What the exercise asks:
Return verbatim the passage from the account of family gatherings with the in-laws, starting at "One time, on" and ending at "feeling very upset.".

Selection:
.....

My in-laws always leave cooking responsibilities to my husband and me during family gatherings

By Le Thuy   September 5, 2024 | 03:00 pm PT
While I don’t mind the gatherings themselves, it becomes problematic when I have to take time off work, go to the market, and cook every time my husband’s family gets together.

My husband and I, who are not well-off, live with his parents. He is the youngest of five siblings. His three older brothers each have their own homes. His eldest brother and his wife, as well as his second brother and his wife, live 30-40 km away from my in-laws’ home, while his third brother lives just 500 meters away. The eldest brother has one child, the second brother has two children, and the third brother has two children.

During every traditional festival or memorial day, as my husband’s family gathers at my parents-in-law’s place, I have to wake up at 5:30 a.m. to go to the market, while my husband also wakes up early to slaughter chickens for the feast. The third brother and his wife, although asked by the parents to help, usually show up only around 9-10 a.m., whereas the eldest and second brothers come just to eat.

We need to slaughter at least five chickens because my mother-in-law also packs chickens for the eldest and second brothers to take home. Occasionally, my in-laws invite extended relatives, which makes the preparation even more hectic. Despite that, during the meal, my mother-in-law always eagerly serves my sisters-in-law while completely ignoring me, which makes me feel neglected.

One time, on my grandfather-in-law’s death anniversary, we arrived home late in the afternoon because we had been at my younger sister’s wedding. Upon our return, we were harshly scolded by my parents-in-law for being late and leaving no one to prepare the meal. Meanwhile, my husband’s siblings, who had returned earlier, were unsure of what to do and did nothing. My parents-in-law did not scold them but directed all their anger at us, which left us feeling very upset.

It’s worth noting that my parents-in-law divided their land equally among their four sons. Since my husband and I have not yet built our own house, we still live with them. Over the past two years, as my parents-in-law have grown older and stopped organizing holiday ceremonies, my husband and his brothers still want to gather for meals. I run my own business, and weekends, which are the busiest times for me, coincide with these gatherings. Although I don’t mind getting together, I don’t find the experience enjoyable.

.....

Point labels for objects:

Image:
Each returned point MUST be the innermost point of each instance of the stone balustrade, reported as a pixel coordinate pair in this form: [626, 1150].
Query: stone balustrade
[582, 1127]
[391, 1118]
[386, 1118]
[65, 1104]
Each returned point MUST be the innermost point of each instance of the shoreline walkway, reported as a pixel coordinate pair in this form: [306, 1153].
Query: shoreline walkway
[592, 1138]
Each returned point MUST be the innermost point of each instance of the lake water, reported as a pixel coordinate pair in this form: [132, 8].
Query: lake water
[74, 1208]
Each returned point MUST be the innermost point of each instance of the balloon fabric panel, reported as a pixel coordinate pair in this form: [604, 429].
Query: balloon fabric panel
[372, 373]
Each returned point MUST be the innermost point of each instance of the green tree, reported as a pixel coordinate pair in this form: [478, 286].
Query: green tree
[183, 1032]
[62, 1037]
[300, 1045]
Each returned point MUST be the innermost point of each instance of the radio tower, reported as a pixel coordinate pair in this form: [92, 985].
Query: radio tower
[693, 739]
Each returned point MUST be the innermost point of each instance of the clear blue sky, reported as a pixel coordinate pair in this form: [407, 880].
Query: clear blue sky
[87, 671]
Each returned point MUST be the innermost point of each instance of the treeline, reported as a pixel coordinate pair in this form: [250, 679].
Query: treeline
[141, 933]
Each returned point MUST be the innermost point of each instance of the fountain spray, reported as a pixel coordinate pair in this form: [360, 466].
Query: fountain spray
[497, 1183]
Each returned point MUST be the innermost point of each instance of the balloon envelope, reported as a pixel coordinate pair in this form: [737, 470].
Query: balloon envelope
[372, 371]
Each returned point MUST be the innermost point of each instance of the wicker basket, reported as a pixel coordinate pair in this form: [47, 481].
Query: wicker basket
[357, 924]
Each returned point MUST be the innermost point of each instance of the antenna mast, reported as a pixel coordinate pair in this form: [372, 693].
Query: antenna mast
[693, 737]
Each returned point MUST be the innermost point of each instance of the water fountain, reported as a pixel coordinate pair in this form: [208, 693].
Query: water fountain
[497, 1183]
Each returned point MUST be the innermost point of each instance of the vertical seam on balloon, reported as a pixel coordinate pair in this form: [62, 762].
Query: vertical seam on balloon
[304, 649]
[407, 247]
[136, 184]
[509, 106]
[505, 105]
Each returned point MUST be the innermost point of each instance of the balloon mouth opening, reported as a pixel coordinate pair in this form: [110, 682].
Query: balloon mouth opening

.....

Correct result:
One time, on my grandfather-in-law’s death anniversary, we arrived home late in the afternoon because we had been at my younger sister’s wedding. Upon our return, we were harshly scolded by my parents-in-law for being late and leaving no one to prepare the meal. Meanwhile, my husband’s siblings, who had returned earlier, were unsure of what to do and did nothing. My parents-in-law did not scold them but directed all their anger at us, which left us feeling very upset.